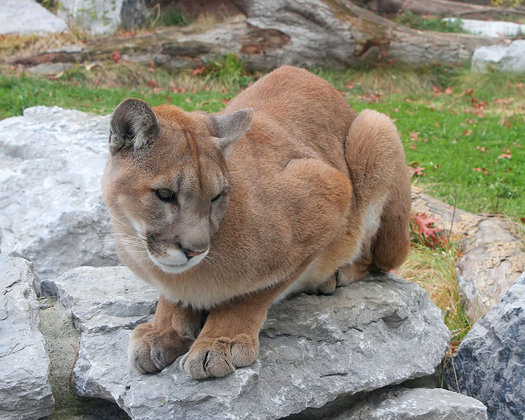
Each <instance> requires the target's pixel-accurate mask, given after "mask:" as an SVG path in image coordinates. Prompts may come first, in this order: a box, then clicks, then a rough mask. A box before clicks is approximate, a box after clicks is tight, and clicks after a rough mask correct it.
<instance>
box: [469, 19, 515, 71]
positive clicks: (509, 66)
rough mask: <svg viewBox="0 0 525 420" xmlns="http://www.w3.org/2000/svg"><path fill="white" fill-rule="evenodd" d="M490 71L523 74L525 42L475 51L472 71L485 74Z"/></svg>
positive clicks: (498, 46) (487, 46)
mask: <svg viewBox="0 0 525 420" xmlns="http://www.w3.org/2000/svg"><path fill="white" fill-rule="evenodd" d="M524 26H525V25H524ZM490 69H494V70H501V71H507V72H512V73H520V74H521V73H525V40H523V39H519V40H516V41H513V42H512V43H511V44H510V45H491V46H487V47H480V48H478V49H476V50H475V51H474V54H473V55H472V70H473V71H479V72H481V73H485V72H487V71H488V70H490Z"/></svg>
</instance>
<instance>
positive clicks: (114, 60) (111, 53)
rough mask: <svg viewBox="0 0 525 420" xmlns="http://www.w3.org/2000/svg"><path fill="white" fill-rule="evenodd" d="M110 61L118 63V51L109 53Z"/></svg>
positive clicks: (119, 60)
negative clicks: (111, 59) (110, 60)
mask: <svg viewBox="0 0 525 420" xmlns="http://www.w3.org/2000/svg"><path fill="white" fill-rule="evenodd" d="M111 59H112V60H113V61H114V62H115V63H120V60H121V58H120V53H119V52H118V51H113V52H112V53H111Z"/></svg>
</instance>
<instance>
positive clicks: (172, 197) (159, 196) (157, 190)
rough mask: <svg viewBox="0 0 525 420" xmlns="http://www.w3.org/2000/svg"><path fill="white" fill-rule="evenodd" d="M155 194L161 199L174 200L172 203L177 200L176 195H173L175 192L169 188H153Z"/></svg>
mask: <svg viewBox="0 0 525 420" xmlns="http://www.w3.org/2000/svg"><path fill="white" fill-rule="evenodd" d="M155 195H156V196H157V197H158V198H159V200H161V201H166V202H174V203H175V202H177V197H176V196H175V193H174V192H173V191H172V190H170V189H169V188H160V189H158V190H155Z"/></svg>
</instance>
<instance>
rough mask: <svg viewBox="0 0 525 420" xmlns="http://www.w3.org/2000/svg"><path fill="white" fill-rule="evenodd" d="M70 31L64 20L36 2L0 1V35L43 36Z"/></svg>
mask: <svg viewBox="0 0 525 420" xmlns="http://www.w3.org/2000/svg"><path fill="white" fill-rule="evenodd" d="M68 31H69V28H68V26H67V24H66V22H65V21H64V20H63V19H60V18H59V17H57V16H55V15H54V14H53V13H51V12H50V11H49V10H47V9H45V8H44V7H42V6H40V5H39V4H38V3H37V2H36V1H34V0H2V1H0V35H15V34H16V35H29V34H38V35H43V34H49V33H56V32H68Z"/></svg>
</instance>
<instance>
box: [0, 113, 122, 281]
mask: <svg viewBox="0 0 525 420" xmlns="http://www.w3.org/2000/svg"><path fill="white" fill-rule="evenodd" d="M108 126H109V118H108V117H99V116H94V115H91V114H86V113H83V112H80V111H73V110H64V109H60V108H56V107H53V108H47V107H35V108H29V109H26V110H25V111H24V116H23V117H14V118H8V119H5V120H2V121H0V253H1V254H7V255H12V256H20V257H23V258H26V259H28V260H30V261H32V262H33V263H34V268H35V273H36V274H37V275H38V276H39V277H41V278H46V277H50V276H56V275H58V274H62V273H63V272H65V271H66V270H68V269H71V268H74V267H78V266H81V265H94V266H99V265H115V263H116V262H117V261H118V259H117V257H116V253H115V250H114V246H113V242H112V239H111V226H110V223H109V217H108V215H107V211H106V209H105V206H104V204H103V202H102V197H101V187H100V177H101V174H102V171H103V168H104V165H105V160H106V154H107V135H108V134H107V133H108Z"/></svg>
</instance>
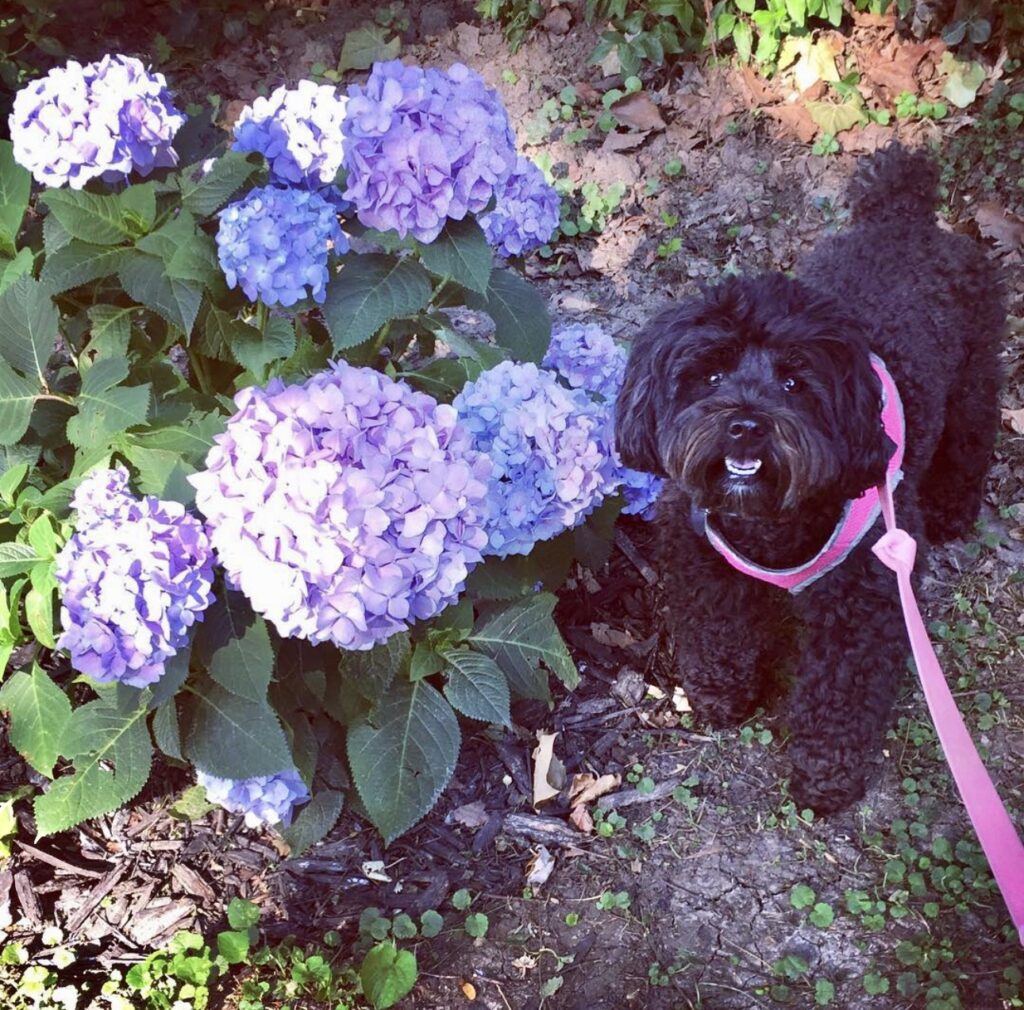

▶ [Activity]:
Please copy out every one of the lines above word for word, leaving out the pictures.

▶ [Solution to this task]:
Each <instance> requires the target's pixel-accurate mask, given after "mask:" as an SVG path in image coordinates. Prompts may come first, in this order: a box, then clicks, then a rough mask. A box before clicks is approximate, a box after clicks is tight, and clicks after a rough mask correct it.
<instance>
box: [469, 19, 515, 71]
positive clicks: (509, 66)
rough mask: <svg viewBox="0 0 525 420" xmlns="http://www.w3.org/2000/svg"><path fill="white" fill-rule="evenodd" d="M490 71L523 74L525 42L475 51L472 71L485 74Z"/></svg>
positive clicks: (498, 46) (487, 46)
mask: <svg viewBox="0 0 525 420" xmlns="http://www.w3.org/2000/svg"><path fill="white" fill-rule="evenodd" d="M524 26H525V25H524ZM490 69H494V70H501V71H507V72H512V73H520V74H521V73H525V40H523V39H519V40H516V41H513V42H512V43H511V44H510V45H491V46H487V47H480V48H478V49H476V50H475V51H474V54H473V55H472V70H473V71H479V72H481V73H485V72H487V71H488V70H490Z"/></svg>
</instance>
<instance>
positive clicks: (114, 60) (111, 53)
rough mask: <svg viewBox="0 0 525 420" xmlns="http://www.w3.org/2000/svg"><path fill="white" fill-rule="evenodd" d="M110 61L118 63V51L109 53Z"/></svg>
positive clicks: (119, 60)
negative clicks: (111, 59) (110, 60)
mask: <svg viewBox="0 0 525 420" xmlns="http://www.w3.org/2000/svg"><path fill="white" fill-rule="evenodd" d="M111 59H112V60H113V61H114V62H115V63H120V60H121V58H120V53H119V52H118V51H113V52H112V53H111Z"/></svg>
</instance>
<instance>
positive clicks: (172, 197) (159, 196) (157, 190)
rough mask: <svg viewBox="0 0 525 420" xmlns="http://www.w3.org/2000/svg"><path fill="white" fill-rule="evenodd" d="M155 194L161 199L174 200L172 203L177 200L176 195H173L175 192L169 188H153Z"/></svg>
mask: <svg viewBox="0 0 525 420" xmlns="http://www.w3.org/2000/svg"><path fill="white" fill-rule="evenodd" d="M155 195H156V196H157V197H158V198H159V200H161V201H166V202H174V203H175V202H177V197H176V196H175V193H174V192H173V191H172V190H170V189H169V188H160V189H158V190H155Z"/></svg>
</instance>
<instance>
rough mask: <svg viewBox="0 0 525 420" xmlns="http://www.w3.org/2000/svg"><path fill="white" fill-rule="evenodd" d="M70 31L64 20L36 2L0 1V35L43 36Z"/></svg>
mask: <svg viewBox="0 0 525 420" xmlns="http://www.w3.org/2000/svg"><path fill="white" fill-rule="evenodd" d="M68 31H69V28H68V26H67V24H66V22H65V21H64V20H63V19H60V18H59V17H57V16H55V15H54V14H53V13H51V12H50V11H49V10H47V9H45V8H44V7H42V6H40V5H39V4H38V3H37V2H36V1H34V0H2V1H0V35H15V34H16V35H29V34H38V35H43V34H49V33H56V32H68Z"/></svg>
</instance>
<instance>
box: [0, 113, 122, 281]
mask: <svg viewBox="0 0 525 420" xmlns="http://www.w3.org/2000/svg"><path fill="white" fill-rule="evenodd" d="M108 126H109V118H108V117H99V116H94V115H91V114H86V113H83V112H80V111H73V110H64V109H60V108H56V107H53V108H47V107H35V108H29V109H26V110H25V111H24V116H23V117H14V118H8V119H5V120H2V121H0V253H1V254H7V255H12V256H20V257H23V258H26V259H28V260H30V261H32V262H33V263H34V268H35V273H36V274H37V275H38V276H39V277H41V278H46V277H50V276H56V275H58V274H62V273H63V272H65V271H66V270H68V269H71V268H74V267H78V266H81V265H94V266H99V265H115V263H116V262H117V261H118V259H117V257H116V253H115V250H114V246H113V242H112V239H111V226H110V223H109V217H108V215H107V211H106V209H105V206H104V204H103V202H102V197H101V187H100V177H101V174H102V171H103V168H104V165H105V160H106V154H107V135H108V134H107V133H108Z"/></svg>
</instance>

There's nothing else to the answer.